**TASK GOAL**
Gather every line of the records below that contains the string "target", and copy each of those lines in full.

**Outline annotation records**
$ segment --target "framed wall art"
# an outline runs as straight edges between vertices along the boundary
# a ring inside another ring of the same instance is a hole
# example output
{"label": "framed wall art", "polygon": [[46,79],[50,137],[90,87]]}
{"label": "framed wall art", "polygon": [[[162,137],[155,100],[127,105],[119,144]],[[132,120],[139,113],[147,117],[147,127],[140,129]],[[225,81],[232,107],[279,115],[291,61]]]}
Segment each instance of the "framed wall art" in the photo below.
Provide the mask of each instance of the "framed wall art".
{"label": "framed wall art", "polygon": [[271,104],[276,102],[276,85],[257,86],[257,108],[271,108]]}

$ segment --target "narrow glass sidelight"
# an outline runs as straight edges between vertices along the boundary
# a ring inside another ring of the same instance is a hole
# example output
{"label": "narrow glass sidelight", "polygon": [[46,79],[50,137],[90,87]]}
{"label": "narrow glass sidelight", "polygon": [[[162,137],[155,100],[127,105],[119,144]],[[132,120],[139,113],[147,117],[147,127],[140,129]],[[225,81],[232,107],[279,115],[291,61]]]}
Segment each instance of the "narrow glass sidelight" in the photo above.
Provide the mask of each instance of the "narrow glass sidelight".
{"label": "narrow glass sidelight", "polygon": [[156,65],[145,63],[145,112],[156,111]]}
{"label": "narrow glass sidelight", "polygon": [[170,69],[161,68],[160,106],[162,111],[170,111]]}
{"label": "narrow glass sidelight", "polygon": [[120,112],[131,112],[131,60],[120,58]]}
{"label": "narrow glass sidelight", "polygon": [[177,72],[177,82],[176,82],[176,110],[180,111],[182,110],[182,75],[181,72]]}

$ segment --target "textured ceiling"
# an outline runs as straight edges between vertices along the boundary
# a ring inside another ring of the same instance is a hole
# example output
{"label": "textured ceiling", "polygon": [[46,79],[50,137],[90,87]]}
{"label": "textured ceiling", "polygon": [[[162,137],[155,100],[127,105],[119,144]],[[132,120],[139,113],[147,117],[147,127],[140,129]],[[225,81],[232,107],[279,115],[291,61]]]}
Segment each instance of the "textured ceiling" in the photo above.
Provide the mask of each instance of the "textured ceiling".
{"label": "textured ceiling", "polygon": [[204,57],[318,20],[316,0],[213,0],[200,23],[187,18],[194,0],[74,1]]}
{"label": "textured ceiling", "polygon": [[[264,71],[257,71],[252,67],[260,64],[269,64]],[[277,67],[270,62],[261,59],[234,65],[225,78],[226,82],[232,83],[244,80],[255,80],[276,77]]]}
...
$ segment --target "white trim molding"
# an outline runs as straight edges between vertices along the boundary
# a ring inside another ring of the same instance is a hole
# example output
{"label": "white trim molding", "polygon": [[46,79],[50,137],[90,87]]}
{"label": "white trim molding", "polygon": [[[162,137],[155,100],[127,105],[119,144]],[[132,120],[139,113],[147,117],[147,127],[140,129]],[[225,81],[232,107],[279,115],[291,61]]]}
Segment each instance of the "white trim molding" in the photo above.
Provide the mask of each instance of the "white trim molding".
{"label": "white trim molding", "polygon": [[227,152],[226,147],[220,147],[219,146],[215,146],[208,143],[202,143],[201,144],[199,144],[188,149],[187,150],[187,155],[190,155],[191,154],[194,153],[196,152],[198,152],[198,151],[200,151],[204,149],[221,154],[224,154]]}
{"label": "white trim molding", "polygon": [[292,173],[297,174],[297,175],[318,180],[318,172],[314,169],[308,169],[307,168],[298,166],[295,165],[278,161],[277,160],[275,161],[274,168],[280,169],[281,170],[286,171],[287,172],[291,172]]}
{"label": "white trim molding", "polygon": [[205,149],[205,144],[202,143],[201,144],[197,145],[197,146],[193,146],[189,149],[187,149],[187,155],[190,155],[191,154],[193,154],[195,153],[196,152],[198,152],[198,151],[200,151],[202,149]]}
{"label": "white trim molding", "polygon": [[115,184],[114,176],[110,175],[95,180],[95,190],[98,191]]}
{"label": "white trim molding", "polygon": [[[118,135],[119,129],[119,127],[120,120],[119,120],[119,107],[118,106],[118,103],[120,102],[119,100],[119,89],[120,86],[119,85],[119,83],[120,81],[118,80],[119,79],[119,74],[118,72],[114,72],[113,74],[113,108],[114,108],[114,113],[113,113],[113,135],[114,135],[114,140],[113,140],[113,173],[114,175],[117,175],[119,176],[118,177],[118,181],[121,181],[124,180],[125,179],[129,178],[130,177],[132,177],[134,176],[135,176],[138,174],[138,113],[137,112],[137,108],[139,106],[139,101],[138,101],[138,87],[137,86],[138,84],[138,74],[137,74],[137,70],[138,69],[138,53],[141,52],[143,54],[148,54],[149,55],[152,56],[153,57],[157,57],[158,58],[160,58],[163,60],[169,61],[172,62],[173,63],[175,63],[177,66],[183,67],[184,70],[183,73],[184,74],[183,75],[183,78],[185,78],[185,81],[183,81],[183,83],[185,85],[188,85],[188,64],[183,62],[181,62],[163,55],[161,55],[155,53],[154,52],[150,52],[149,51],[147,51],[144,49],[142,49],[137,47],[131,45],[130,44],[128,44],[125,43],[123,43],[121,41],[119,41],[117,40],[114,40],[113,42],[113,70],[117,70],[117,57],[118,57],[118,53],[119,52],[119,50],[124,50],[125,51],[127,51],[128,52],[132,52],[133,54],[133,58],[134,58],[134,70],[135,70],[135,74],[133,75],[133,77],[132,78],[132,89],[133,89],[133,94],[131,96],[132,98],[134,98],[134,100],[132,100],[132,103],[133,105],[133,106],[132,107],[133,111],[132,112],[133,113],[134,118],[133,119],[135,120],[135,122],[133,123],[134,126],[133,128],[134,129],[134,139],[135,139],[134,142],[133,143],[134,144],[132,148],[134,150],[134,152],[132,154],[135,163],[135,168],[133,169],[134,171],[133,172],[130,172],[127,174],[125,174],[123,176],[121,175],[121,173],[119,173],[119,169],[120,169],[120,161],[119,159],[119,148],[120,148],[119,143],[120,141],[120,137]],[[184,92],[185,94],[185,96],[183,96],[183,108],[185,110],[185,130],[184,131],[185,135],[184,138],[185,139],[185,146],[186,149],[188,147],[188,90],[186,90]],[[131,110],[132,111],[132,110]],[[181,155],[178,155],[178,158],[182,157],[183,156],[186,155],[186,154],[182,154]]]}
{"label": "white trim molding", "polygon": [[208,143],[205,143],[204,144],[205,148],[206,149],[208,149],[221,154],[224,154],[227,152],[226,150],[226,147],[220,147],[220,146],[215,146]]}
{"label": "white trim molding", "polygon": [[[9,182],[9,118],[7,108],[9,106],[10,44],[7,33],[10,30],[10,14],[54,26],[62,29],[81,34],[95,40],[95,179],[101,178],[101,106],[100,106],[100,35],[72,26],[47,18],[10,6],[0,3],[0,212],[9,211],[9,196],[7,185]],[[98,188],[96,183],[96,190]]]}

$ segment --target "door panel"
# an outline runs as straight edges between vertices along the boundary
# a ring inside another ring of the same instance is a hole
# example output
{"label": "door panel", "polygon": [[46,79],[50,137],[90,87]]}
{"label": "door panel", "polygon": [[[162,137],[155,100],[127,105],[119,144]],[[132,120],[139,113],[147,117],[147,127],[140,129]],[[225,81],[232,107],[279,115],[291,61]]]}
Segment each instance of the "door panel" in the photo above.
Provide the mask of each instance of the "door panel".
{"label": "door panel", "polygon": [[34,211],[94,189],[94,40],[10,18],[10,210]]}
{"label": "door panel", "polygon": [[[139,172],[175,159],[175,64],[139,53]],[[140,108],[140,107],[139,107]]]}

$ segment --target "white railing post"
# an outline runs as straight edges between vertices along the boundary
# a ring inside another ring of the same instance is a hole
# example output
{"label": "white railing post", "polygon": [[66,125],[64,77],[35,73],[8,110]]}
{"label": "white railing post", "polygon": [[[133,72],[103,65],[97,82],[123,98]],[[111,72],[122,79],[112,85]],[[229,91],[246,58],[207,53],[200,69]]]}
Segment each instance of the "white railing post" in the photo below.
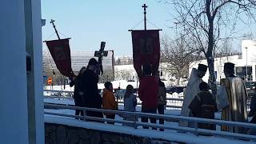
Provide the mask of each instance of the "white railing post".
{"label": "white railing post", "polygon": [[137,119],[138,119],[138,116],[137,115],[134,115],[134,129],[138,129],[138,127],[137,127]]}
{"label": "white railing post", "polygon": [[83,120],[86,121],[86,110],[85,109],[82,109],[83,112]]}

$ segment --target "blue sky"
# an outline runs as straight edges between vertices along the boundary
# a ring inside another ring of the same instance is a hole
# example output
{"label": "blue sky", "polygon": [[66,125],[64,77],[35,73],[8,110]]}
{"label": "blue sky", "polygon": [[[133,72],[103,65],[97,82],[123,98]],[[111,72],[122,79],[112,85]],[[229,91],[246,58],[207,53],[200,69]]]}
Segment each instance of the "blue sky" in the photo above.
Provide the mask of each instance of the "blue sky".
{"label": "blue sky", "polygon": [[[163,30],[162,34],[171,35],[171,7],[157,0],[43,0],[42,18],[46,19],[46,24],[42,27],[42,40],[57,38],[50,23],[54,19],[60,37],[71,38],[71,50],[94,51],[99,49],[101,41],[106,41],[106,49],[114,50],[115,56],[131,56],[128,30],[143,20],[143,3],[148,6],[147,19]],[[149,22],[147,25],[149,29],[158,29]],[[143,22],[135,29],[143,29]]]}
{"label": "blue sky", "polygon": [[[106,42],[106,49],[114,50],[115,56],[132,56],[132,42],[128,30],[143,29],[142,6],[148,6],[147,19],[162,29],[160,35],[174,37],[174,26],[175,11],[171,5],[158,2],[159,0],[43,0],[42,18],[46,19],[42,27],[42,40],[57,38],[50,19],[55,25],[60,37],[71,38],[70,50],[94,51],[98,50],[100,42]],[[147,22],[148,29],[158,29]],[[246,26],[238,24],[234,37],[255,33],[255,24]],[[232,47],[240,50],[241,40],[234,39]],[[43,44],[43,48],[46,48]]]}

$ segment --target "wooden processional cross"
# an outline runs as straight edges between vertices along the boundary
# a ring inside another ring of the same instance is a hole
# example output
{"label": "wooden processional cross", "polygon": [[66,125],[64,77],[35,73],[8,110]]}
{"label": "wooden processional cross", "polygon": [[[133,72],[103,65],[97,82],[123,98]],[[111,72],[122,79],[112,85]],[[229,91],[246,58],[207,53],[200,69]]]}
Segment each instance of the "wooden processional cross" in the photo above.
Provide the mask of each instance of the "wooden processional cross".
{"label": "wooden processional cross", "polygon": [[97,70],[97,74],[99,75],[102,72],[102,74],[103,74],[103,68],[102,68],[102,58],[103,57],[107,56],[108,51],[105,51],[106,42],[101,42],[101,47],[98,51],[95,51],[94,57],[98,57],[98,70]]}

**COMPLETED EXERCISE**
$ segment --target "framed wall art"
$ segment --target "narrow glass sidelight"
$ segment --target "textured ceiling"
$ segment --target "white trim molding"
$ segment --target "door panel"
$ segment --target "white railing post"
$ segment --target "blue sky"
$ segment --target "wooden processional cross"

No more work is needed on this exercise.